### STATED GOAL A
According to the text on the IHRA definition, how many of its 11 examples of antisemitism include references to Israel?

In 50 years as a university teacher, Shlaim says he has "not come across a more vacuous or useless definition" than the one proposed by the IHRA.

But it has not been innocuous, he notes.

The 11 examples of antisemitism provided by the IHRA alongside the definition, seven of which include references to Israel, made unwarranted assumptions about Israel and world Jewry.

They assumed that all Israelis adhered to the notion of Israel as a Jewish state, that Israel was a democratic nation, that it was not a racist endeavour and that all Jews condemned the comparison between Israeli policy and that of the Nazis, Shlaim writes.

“Many left-wing Israelis regard Israel as a racist endeavour. B’Tselem, the highly respected Israeli human rights organisation, issued a closely argued position paper in January titled 'A regime of Jewish supremacy from the Jordan River to the Mediterranean Sea: This is apartheid'.”

In fact, Shlaim notes, there is no law in Israel against calling it an apartheid state and progressive Israelis do all the time. Nor are comparisons with Nazi Germany proscribed by Israeli law.

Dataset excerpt
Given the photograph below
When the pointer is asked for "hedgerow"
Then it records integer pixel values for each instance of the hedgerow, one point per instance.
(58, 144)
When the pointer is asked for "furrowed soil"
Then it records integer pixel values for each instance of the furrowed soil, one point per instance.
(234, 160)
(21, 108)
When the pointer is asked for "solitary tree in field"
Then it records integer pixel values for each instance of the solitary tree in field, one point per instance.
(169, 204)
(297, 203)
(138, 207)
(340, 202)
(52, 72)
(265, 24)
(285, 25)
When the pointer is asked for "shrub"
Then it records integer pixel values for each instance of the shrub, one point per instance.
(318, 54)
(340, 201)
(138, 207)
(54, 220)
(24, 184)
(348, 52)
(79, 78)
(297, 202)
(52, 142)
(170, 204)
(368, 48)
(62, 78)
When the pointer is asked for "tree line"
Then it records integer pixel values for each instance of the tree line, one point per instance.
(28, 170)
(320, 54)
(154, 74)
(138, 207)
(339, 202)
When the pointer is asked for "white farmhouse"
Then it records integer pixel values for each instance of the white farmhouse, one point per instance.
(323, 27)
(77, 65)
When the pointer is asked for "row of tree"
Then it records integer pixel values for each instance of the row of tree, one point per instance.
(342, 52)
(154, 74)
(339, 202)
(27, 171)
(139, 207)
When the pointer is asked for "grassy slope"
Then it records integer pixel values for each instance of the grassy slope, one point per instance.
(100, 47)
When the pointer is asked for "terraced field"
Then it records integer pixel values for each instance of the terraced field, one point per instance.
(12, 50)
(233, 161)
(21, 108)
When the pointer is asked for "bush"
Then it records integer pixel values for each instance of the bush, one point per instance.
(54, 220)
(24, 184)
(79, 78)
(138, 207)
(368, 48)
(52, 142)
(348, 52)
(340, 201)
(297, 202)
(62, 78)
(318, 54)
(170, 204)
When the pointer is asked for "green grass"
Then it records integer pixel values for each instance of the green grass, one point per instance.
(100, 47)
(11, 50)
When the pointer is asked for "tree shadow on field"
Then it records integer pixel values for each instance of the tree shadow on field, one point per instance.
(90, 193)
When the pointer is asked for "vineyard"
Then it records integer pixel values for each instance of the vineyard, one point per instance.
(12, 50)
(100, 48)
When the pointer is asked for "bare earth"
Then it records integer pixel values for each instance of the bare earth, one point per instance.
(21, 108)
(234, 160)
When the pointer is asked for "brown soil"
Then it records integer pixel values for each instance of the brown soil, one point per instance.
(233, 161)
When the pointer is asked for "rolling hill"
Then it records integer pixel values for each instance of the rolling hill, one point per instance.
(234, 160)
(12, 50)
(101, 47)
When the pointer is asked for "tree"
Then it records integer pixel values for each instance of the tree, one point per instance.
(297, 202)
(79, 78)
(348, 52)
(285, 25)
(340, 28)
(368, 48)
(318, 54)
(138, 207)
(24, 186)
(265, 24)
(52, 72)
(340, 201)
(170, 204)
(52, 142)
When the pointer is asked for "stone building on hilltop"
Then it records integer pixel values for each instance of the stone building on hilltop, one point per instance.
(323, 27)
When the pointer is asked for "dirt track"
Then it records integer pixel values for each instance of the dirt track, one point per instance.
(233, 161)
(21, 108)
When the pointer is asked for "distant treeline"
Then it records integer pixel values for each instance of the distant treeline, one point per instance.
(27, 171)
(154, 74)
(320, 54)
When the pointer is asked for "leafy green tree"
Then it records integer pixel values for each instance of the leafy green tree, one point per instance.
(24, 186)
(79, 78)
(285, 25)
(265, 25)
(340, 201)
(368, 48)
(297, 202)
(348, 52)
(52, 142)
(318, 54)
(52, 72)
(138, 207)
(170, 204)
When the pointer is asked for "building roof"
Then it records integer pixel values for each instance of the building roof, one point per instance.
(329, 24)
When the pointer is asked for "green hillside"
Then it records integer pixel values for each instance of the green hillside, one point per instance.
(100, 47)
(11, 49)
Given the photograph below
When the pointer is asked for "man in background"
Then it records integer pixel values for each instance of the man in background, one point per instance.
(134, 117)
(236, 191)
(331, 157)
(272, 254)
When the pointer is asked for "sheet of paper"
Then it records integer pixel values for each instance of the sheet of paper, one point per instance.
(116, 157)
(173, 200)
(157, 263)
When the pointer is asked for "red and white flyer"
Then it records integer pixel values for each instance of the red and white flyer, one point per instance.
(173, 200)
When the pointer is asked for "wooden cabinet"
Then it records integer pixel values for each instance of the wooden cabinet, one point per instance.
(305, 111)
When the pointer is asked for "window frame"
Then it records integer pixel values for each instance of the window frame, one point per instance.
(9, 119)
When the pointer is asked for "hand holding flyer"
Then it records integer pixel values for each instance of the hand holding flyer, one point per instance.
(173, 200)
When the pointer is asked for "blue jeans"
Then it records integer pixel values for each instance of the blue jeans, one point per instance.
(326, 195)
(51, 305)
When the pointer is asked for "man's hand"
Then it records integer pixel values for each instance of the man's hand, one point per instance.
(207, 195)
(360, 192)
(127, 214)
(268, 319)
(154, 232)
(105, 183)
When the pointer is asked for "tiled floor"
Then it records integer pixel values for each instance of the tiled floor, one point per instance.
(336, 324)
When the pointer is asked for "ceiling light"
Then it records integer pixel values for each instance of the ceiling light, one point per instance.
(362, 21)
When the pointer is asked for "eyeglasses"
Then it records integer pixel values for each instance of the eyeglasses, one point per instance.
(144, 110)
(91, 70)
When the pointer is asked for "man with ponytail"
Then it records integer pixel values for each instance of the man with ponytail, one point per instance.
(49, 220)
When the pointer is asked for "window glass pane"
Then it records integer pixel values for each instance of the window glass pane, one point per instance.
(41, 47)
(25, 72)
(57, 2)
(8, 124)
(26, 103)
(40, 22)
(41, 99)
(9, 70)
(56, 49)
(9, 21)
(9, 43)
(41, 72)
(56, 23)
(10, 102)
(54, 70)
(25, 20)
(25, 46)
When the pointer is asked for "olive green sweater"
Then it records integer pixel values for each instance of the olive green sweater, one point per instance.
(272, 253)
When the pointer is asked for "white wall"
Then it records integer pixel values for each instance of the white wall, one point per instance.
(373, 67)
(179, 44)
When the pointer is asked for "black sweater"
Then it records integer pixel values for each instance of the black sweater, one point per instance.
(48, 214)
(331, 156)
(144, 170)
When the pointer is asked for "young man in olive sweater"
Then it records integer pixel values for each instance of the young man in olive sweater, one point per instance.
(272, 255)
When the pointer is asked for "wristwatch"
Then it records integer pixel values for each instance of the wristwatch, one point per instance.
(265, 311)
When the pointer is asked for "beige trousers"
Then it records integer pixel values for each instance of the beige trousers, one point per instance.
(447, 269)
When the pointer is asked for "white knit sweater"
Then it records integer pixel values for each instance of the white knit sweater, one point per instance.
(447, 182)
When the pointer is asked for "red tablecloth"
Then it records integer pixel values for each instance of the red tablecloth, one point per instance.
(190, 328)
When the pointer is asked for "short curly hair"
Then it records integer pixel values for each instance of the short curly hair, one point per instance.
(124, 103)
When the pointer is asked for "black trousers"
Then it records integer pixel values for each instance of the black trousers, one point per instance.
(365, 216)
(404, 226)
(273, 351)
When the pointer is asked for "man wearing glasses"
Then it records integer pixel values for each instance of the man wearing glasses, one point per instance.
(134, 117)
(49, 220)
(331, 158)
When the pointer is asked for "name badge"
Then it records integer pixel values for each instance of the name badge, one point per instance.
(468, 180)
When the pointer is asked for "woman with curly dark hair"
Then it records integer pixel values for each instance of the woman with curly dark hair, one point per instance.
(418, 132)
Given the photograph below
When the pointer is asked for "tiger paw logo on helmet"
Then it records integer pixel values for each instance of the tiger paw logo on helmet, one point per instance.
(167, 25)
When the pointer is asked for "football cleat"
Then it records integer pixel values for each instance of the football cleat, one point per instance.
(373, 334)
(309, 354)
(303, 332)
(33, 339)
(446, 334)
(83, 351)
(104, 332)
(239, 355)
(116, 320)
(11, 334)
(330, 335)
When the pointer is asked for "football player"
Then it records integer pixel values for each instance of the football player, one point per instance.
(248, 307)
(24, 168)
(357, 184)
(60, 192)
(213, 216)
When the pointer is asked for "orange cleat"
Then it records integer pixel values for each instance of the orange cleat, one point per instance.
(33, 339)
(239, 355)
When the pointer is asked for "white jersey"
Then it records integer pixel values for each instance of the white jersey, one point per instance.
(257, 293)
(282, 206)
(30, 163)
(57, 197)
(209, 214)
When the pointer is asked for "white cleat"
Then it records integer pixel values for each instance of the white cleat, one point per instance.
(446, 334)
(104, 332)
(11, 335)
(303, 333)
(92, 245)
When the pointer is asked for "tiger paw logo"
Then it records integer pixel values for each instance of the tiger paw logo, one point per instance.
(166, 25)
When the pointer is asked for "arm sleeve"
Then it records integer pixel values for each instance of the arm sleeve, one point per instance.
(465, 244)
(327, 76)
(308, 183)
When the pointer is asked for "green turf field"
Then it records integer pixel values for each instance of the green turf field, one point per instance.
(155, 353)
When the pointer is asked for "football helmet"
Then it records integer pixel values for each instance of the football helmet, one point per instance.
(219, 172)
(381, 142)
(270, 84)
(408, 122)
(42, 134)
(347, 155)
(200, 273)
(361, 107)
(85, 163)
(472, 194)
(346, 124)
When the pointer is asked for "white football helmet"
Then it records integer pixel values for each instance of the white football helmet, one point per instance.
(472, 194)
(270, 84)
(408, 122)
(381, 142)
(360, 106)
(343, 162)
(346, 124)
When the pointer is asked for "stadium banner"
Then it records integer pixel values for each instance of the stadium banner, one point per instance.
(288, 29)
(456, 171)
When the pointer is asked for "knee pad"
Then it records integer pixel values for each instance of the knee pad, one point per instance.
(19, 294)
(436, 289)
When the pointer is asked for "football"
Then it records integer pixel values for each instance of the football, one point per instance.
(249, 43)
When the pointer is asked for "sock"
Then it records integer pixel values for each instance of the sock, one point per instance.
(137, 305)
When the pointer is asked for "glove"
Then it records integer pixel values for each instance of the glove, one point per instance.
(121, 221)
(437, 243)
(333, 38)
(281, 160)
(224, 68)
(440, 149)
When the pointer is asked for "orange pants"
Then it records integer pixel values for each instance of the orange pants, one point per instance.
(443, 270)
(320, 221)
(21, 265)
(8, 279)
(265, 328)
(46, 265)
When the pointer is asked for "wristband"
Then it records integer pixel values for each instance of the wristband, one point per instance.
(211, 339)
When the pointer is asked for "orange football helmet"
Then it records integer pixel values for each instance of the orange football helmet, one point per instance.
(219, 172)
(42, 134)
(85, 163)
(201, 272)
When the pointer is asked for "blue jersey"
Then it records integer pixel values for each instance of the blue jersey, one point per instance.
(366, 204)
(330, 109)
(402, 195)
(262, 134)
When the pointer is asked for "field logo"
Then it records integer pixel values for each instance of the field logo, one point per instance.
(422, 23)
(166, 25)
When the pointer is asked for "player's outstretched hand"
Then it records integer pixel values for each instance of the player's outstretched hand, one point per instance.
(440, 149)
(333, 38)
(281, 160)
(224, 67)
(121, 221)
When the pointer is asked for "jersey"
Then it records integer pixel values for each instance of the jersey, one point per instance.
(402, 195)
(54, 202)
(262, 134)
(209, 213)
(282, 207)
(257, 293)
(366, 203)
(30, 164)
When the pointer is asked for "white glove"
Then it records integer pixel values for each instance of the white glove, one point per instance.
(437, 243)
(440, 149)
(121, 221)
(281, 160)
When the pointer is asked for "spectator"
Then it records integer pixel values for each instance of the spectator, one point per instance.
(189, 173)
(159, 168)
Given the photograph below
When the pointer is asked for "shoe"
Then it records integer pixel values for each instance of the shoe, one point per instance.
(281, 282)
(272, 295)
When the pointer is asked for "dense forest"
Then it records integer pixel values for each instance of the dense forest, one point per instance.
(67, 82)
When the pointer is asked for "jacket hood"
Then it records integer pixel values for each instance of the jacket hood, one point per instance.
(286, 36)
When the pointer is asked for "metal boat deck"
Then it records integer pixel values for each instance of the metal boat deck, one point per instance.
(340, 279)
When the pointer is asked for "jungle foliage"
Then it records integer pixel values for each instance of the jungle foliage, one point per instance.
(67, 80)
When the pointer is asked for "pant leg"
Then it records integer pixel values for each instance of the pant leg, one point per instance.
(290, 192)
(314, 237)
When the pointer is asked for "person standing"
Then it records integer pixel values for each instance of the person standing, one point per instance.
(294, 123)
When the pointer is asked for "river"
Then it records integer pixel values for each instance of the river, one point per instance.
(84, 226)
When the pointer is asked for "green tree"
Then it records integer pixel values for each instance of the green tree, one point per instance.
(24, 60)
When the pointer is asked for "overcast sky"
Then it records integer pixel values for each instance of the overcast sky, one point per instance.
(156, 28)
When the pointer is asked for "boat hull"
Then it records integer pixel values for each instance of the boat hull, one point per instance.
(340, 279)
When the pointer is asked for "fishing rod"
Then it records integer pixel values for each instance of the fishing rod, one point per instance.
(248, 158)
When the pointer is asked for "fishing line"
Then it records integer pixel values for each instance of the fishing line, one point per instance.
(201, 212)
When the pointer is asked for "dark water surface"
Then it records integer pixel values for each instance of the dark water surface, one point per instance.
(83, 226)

### STATED GOAL B
Gather every line of the entries that contains the string "grassy", matching case exactly.

### TASK RESPONSE A
Seven.

### TASK RESPONSE B
When the pointer is asked for "grassy slope"
Then it records integer pixel values for each instance of the grassy slope, one point per instance.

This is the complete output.